(Beginning of TASK INPUTS)
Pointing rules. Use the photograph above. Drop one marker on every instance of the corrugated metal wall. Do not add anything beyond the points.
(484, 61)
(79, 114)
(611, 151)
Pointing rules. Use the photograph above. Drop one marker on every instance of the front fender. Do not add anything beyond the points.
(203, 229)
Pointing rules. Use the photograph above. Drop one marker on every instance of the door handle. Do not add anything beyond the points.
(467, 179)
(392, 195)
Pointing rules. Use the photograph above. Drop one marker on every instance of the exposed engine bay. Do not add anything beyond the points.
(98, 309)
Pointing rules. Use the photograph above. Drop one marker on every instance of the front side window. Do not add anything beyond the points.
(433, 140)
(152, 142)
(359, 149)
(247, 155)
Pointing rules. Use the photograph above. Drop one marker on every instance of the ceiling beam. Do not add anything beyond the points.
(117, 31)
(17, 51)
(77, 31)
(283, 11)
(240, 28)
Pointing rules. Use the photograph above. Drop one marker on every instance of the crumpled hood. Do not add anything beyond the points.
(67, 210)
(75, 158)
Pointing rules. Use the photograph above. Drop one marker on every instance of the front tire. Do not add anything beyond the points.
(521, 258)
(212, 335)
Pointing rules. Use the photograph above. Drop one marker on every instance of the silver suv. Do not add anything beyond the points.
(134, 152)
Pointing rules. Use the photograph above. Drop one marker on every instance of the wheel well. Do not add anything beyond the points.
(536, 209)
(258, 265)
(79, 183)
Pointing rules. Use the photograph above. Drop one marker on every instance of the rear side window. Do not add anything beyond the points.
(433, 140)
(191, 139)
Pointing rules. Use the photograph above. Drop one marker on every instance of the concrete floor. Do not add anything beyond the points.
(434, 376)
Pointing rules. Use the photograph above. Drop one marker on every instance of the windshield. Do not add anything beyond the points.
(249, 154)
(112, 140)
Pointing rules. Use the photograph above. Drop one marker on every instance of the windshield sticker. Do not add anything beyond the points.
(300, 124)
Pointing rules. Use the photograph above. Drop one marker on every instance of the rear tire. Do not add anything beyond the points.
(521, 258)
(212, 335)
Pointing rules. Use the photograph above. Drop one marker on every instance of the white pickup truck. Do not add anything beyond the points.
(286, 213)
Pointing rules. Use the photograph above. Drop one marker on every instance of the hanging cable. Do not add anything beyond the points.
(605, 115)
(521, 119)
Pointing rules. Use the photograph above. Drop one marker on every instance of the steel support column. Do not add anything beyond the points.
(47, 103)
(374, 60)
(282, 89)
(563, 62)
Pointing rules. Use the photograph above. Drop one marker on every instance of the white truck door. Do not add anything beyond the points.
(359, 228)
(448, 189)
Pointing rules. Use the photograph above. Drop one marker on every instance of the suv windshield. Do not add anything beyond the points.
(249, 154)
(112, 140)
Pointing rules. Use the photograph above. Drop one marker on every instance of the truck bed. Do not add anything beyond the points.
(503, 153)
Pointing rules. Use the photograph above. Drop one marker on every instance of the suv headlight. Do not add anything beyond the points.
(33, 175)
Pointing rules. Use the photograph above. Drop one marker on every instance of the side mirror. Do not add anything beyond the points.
(End of TASK INPUTS)
• **INSTRUCTIONS FOR THE TASK**
Output each line of the material above with no deviation.

• **EXERCISE RESPONSE**
Pointing rules. Use the photograph above. Drop one marker on every instance of the corrugated metal wall. Do not add anything beyond the points.
(484, 61)
(79, 114)
(611, 151)
Pointing rules. Use the photograph above. Drop one marker on every instance of the front fender. Do not add anything beyond the points.
(203, 229)
Pointing rules. Use the photograph above. Drop one marker on every instance of the door handle. Do not add anything beyond the points.
(467, 179)
(392, 195)
Pointing rules. Use the photograph above. Drop one marker on every instance of the exposed engine bay. Do not add anything beyond the points.
(98, 309)
Pointing rules. Use the photograph above. Drop one marker on every instance of the front side window. Do not add anything beyond the points.
(433, 140)
(152, 142)
(359, 149)
(247, 155)
Pointing rules. Use the photograph above. Drop one marker on every instance of the ceiling beam. Do not add anything beyond the points.
(117, 31)
(17, 51)
(77, 31)
(283, 11)
(240, 28)
Pointing rules. Use the photograph above. Drop one marker on every instance of the crumpled hood. Do not add anything beyond the points.
(67, 210)
(75, 158)
Pointing rules. Use the photograph above. Drop one marker on every instance of the front tire. Do not add anything beyond the points.
(521, 258)
(212, 335)
Pointing rules. Use the photograph above. Drop one marker on every instance of the silver suv. Do not add anything beyond the points.
(134, 152)
Pointing rules. Use the photograph above. Drop one marker on every instance of the wheel well. Do not add anything beyond the points.
(536, 209)
(258, 265)
(79, 183)
Pointing rules. Use the photograph above. Drop one marker on every instance of the rear side window. Do not add anything beyond the points.
(433, 140)
(191, 139)
Pointing rules. Use the photograph above. Drop one marker on every instance of the concrete floor. Do not add anything beyond the points.
(434, 376)
Pointing rules. Use the photograph above. Drop one marker on every instance of the windshield. Do not add anything beyond the points.
(249, 154)
(112, 140)
Pointing rules. Use the photograph above. Drop one marker on every instance of the windshield sticker. Do not add anything beyond the points.
(300, 124)
Pointing rules. Use the photograph above. Drop one marker on every instance of the rear tire. Do not add anything beyond the points.
(521, 258)
(212, 335)
Pointing rules. Use the photograph above. Drop one marker on every instance of the white pickup truck. Do not add anything beyond the points.
(286, 213)
Pointing rules. Use the photograph above. Drop one marker on every instance of the hanging cable. Do not add anything beyond the points.
(605, 115)
(521, 119)
Pointing rules. Use the photograph above. Drop one marker on every instance of the steel support column. Do not add anything beyond the points.
(47, 103)
(374, 60)
(282, 89)
(563, 62)
Pointing rules. Use the photograph above. Drop one marker on every instance of the white truck door. Do not add anything beyond the points.
(359, 228)
(448, 189)
Pointing rules. Use the photograph above. Drop one marker on every instance of the suv windshield. Do not add anything beyond the points.
(249, 154)
(112, 140)
Pointing rules. Use the photograph above. Drop one marker on every instance of the truck bed. Do not add anything beyond the points.
(503, 153)
Pointing rules. Use the photograph above. Drop one marker on every instance of the suv headlight. Do not add anything beyond the points.
(33, 175)
Pointing rules. Use the photograph above. Drop one marker on every instance of the side mirror. Do not add anything beyond the points.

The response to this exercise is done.